> [AUSZUG ZUM LESEN]:
Die dritte und letzte Frage, die ich aufgeworfen haben ist: Was können wir denn als Land überhaupt noch tun?

Die einfache Antwort: Eine ganze Menge!

  1. Das Weitermachen, was schon gut läuft und das ist gar nicht wenig.
  2. Die fachliche Auseinandersetzung mit dem Thema Kinderschutz öffentlich führen, auch in den Landkreisen werben und dauerhafte Angebote finanzieren.
  3. Die Mittel des Doppelhaushaltes nutzen und über Best Practice und Projekte dort etwas aufbauen, wo Präventions- und Beratungsangebote noch nicht flächendeckend zur Verfügung stehen.
  4. Unsere Familien, Pädagog*innen und Ehrenamtliche durch lebensweltnahe Beratung und Fortbildung, gern auch digital, den Rücken stärken, um diese emotional schweren Themen tragen zu können.
  5. Die landesweite Beratungsstelle gegen sexuelle Gewalt als Institution wachsen lassen. Fachlichen aber auch politischen Lobbyismus im besten Sinne für Kinder und Jugendliche machen, Probleme benennen und Lösungen gemeinsam suchen.
  6. Die Vernetzung von Jugendarbeit, Familienbildung und Intervention weiter fördern und auch ihnen den Zugang zu erfahrenen Fachkräften sicherstellen.
  7. Die Jugendämter durch eine Evaluation ihrer derzeit extrem angespannten Helfersituation mit Handlungsstrategien unterstützen, die den großen Herausforderungen der komplexen Fälle im Bereich HzE gerecht werden und
  8. in der Zusammenarbeit von Polizei und Justiz weiter an kindgerechten Verfahren arbeiten, um Opfern mehrfache Aussagen und dadurch eine weitere Traumatisierung im Verfahren zu ersparen.

Im Dezember 2023 können wir im Masterplan Kinderschutz lesen, was sich die Staatsregierung ausgehend von diesem Antrag und den zur Verfügung gestellten Mitteln an Zielen gesetzt hat. Ich bin auf diese Zielbeschreibung und die Maßnahmen sehr gespannt und weiß, dass wir damit im Bereich Prävention einen großen Schritt nach vorn gehen.

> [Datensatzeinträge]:

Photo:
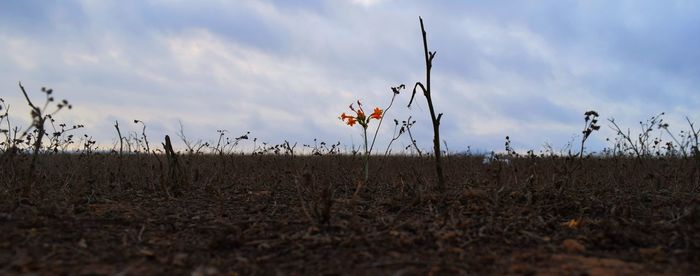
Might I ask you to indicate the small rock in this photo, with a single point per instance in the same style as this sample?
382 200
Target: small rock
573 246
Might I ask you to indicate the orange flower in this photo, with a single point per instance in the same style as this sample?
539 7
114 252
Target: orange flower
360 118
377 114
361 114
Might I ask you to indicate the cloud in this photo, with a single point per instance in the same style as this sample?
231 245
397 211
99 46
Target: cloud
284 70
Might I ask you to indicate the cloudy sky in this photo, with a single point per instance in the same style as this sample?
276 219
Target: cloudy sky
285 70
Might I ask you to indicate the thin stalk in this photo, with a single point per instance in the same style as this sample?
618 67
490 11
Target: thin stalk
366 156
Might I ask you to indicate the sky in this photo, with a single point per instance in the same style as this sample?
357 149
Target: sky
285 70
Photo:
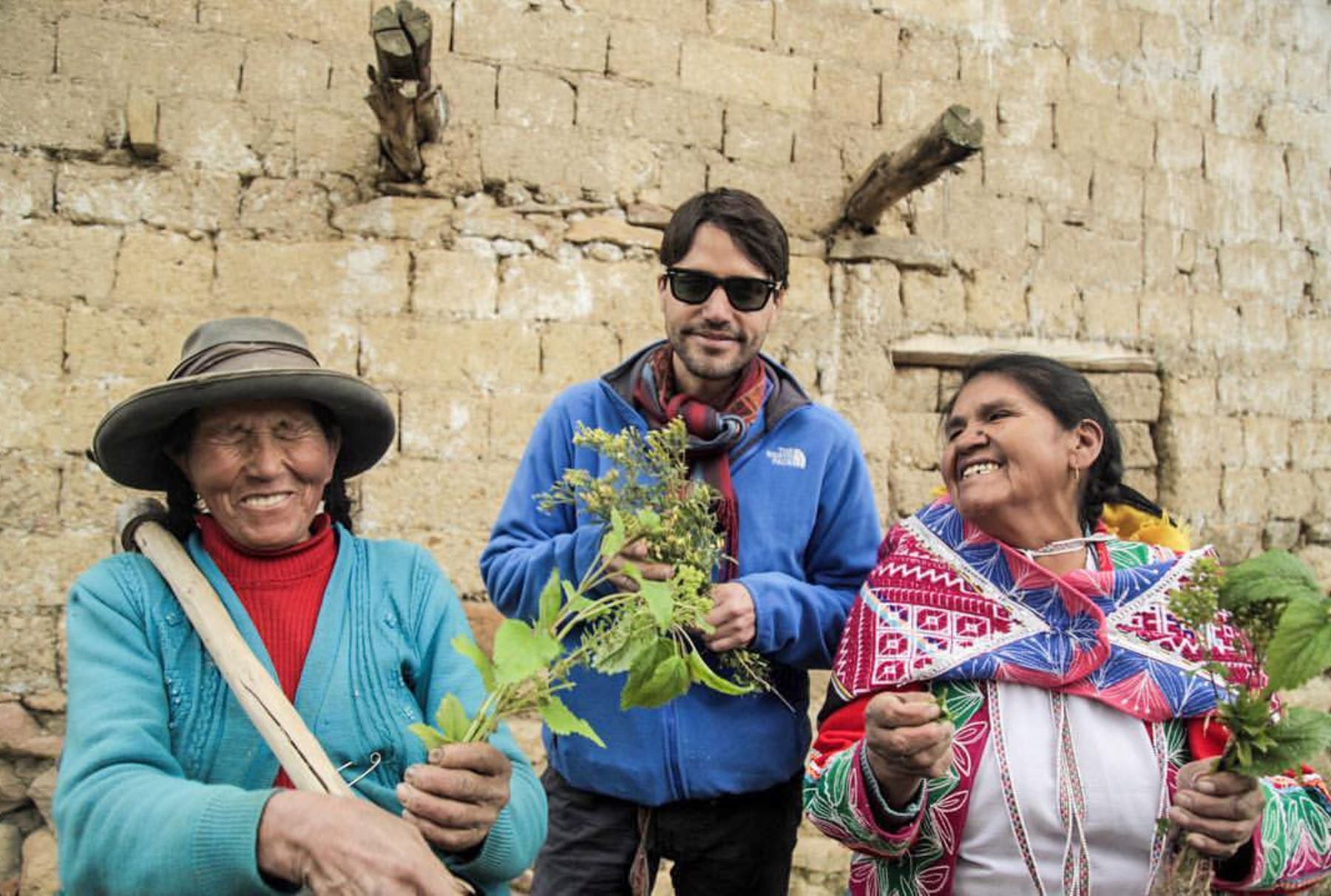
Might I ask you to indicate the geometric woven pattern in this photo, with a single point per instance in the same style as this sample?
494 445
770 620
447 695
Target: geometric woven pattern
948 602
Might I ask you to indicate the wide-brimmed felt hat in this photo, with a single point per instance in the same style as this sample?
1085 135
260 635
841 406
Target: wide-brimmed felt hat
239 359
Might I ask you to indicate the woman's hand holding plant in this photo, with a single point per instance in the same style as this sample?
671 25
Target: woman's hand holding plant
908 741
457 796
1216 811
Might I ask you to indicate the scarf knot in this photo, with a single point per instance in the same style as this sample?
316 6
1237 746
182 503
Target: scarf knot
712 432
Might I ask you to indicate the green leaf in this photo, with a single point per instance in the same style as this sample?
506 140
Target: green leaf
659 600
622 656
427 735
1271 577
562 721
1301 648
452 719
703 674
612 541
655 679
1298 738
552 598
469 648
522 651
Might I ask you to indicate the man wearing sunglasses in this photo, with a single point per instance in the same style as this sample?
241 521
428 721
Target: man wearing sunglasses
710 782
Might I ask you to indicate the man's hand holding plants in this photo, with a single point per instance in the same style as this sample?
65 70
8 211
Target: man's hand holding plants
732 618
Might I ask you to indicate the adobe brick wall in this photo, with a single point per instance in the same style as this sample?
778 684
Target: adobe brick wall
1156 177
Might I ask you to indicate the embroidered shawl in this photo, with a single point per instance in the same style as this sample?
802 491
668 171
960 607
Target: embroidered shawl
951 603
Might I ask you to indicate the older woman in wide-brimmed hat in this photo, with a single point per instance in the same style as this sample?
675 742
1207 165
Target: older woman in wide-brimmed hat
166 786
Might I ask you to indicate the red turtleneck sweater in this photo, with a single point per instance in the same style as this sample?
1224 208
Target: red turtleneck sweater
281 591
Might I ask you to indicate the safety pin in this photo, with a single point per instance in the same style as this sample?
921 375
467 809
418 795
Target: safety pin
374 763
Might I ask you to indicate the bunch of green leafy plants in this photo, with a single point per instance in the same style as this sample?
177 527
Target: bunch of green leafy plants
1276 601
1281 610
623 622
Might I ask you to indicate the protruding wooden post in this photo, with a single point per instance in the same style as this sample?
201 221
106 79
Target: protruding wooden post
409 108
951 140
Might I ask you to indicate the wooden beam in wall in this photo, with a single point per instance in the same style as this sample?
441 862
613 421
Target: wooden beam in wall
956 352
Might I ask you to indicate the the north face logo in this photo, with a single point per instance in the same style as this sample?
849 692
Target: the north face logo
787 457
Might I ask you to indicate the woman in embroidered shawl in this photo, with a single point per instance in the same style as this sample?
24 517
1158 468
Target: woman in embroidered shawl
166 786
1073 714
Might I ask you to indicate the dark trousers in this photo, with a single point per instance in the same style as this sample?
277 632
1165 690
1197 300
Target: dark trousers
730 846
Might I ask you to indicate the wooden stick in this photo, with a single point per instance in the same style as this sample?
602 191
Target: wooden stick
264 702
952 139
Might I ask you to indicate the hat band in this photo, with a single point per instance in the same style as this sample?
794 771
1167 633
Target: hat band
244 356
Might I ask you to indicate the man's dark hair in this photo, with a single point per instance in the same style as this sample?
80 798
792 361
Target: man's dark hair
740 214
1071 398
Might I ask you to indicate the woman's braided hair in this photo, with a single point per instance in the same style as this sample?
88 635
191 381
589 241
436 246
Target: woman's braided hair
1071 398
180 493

> [AUFGABEN]:
**a.** Zitieren Sie bitte aus dem Auszug zum Kinderschutz alles von „6. Die Vernetzung“ bis hinunter zu „Verfahren zu ersparen.“.
**b.** Beantworten Sie anhand des Auszugs zum Kinderschutz die folgenden Fragen.
(i) Wann soll im Masterplan Kinderschutz zu lesen sein, welche Ziele sich die Staatsregierung gesetzt hat?
(ii) Welche Beratungsstelle soll als Institution wachsen?
(iii) Was soll Opfern durch kindgerechte Verfahren erspart werden?

> [ANTWORTEN NACH NUMMER]:
**a.**
6. Die Vernetzung von Jugendarbeit, Familienbildung und Intervention weiter fördern und auch ihnen den Zugang zu erfahrenen Fachkräften sicherstellen.
  7. Die Jugendämter durch eine Evaluation ihrer derzeit extrem angespannten Helfersituation mit Handlungsstrategien unterstützen, die den großen Herausforderungen der komplexen Fälle im Bereich HzE gerecht werden und
  8. in der Zusammenarbeit von Polizei und Justiz weiter an kindgerechten Verfahren arbeiten, um Opfern mehrfache Aussagen und dadurch eine weitere Traumatisierung im Verfahren zu ersparen.

**b.**
(i) Im Dezember 2023.
(ii) Die landesweite Beratungsstelle gegen sexuelle Gewalt.
(iii) Mehrfache Aussagen und dadurch eine weitere Traumatisierung im Verfahren.